Stored data entries
---+---

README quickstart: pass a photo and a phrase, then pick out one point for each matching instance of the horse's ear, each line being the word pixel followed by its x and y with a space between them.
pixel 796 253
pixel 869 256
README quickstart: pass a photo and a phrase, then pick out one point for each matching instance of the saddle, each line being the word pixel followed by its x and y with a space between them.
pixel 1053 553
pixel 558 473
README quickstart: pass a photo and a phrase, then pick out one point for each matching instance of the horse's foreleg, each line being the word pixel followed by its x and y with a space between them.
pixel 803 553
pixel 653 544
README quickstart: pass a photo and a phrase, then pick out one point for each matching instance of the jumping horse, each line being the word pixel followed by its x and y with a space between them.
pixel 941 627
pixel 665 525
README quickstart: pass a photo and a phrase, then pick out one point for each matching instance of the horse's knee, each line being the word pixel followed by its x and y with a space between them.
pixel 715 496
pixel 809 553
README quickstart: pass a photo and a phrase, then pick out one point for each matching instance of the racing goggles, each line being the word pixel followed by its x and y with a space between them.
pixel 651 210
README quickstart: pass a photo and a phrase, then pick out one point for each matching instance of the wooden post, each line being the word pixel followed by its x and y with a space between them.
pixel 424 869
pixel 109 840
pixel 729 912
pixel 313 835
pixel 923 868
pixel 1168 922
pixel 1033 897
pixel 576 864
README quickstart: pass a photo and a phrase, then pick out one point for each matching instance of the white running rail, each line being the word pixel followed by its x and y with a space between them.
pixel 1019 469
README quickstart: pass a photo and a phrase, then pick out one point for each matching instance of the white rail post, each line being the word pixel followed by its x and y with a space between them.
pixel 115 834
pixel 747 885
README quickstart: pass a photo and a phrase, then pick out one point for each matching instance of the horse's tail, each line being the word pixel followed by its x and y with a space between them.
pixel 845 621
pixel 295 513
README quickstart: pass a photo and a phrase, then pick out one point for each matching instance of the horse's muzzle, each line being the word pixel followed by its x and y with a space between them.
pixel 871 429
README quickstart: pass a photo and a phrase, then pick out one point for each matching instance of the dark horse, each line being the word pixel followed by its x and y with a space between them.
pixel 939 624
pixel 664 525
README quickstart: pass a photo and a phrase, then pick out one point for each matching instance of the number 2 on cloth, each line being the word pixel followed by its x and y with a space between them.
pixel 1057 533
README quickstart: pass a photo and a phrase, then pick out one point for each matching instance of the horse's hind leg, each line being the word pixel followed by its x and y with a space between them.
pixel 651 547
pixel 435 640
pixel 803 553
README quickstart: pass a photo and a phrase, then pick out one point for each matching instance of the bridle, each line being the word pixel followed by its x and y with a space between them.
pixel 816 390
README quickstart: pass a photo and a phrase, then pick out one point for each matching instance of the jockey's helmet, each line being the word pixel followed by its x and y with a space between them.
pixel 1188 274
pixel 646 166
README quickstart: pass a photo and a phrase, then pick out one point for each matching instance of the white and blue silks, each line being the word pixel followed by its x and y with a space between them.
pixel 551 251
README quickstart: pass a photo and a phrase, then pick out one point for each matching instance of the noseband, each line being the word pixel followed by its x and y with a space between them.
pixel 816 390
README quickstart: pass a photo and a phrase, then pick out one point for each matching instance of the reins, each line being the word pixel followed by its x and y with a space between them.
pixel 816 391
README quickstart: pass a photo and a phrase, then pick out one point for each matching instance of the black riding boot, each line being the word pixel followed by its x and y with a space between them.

---+---

*Work item*
A word-for-word restatement of all the records is required.

*Exercise solution*
README quickstart: pass a photo and a phrase, then pick out one point for each matching instance of the horse's ear, each line being the word pixel followed by its x and y with a space between them.
pixel 796 253
pixel 869 256
README quickstart: pass a photo and a phrase, then pick out one point for each matching instance of the saddle, each line being the word pixel followed by its x and y with a space between them.
pixel 1053 553
pixel 558 473
README quickstart: pass a photo and a phrase, then pick out one point for each matching instance of the horse's foreleg, each line being the word pixel followed by its x and y with a space between them.
pixel 803 553
pixel 653 544
README quickstart: pass a photo and a phrase, then pick out one point for each matching instance of the jumping horse, each line being the word pixel followed by its x and y with a space between them.
pixel 941 627
pixel 665 525
README quickstart: pass a photo and a phrase, then pick out one point for each matching instance of the horse's knee, each line being the word pixel followed by its x and y with a space between them.
pixel 715 496
pixel 809 553
README quickstart: pass a photo and a phrase, then pick out one point for each matching instance of the racing goggles, each line being the word pixel followed by its x and y with a space between them.
pixel 651 210
README quickstart: pass a photo and a phrase, then pick out one point for each matching instance of the wooden post, each line being the word pixel followed by its x and y with a space between them.
pixel 424 869
pixel 109 840
pixel 729 912
pixel 313 835
pixel 923 868
pixel 1168 922
pixel 1033 897
pixel 576 864
README quickstart: pass a photo and a phrase, then pick out one point for each matching instance of the white running rail, each line being the word pixel followed by its x and y with a space between them.
pixel 1019 469
README quickstart: pass a photo and a phrase, then pick out one point for each matching instance of the white rail post, each line being the word pixel followed by its x and y with a space between them.
pixel 115 834
pixel 747 885
README quickstart: pass a photo and a phrase, then pick out one point for each matching instance of the horse's tail, each line being the word pixel followed by its x and y with a space between them.
pixel 845 621
pixel 295 513
README quickstart: pass a photo and a phrase, then pick out one point for each matching instance of the horse's muzzle, each line being the word pixel followed by its x and y with a space between them.
pixel 871 429
README quickstart: pass a photo and a phrase, then pick out one point for each matching instance of the dark horse, each line being the word pixel followed by its x and y with a space between them.
pixel 939 624
pixel 664 525
README quickstart: pass a photo and a phrase, then pick out one point for each matching instance of the number 2 on cloth, each line being the word pixel followed by its x and y with a space between them.
pixel 1057 533
README quickstart: pass a photo and a phrase, then pick out one point for each matching instance of the horse's hind leg, each line being the word pixel followed by its x and y with a space between them.
pixel 651 547
pixel 435 640
pixel 803 553
README quickstart: pass a photo and a phrase, then pick out one point for each matching instance of the bridle, each line being the word pixel followed by its x and y with a space between them.
pixel 816 390
README quickstart: pass a photo and a phrase, then pick out one point for each matching instance of the jockey's helmet, each line being the word pixel followed by its x and y with a space between them.
pixel 1188 274
pixel 646 166
README quickstart: pass a photo and a phrase, then pick out one point for each matching instance of the white and blue silks, each line being the word pixel followed by its x and y with a space between them.
pixel 551 251
README quickstart: pass a photo and a phrase, then pick out one point for each matching instance of the noseband, each line being the word pixel followed by its x and y with a space between them.
pixel 816 390
README quickstart: pass a photo and a phrase, then pick out one point for each matching instance of the reins, each line being the word pixel followed by its x and y with a space between them.
pixel 816 391
README quickstart: pass a photo and a phrase, then pick out one point for each matching instance of the black riding boot, each line being the word pixel followed by its x and y with a space between them.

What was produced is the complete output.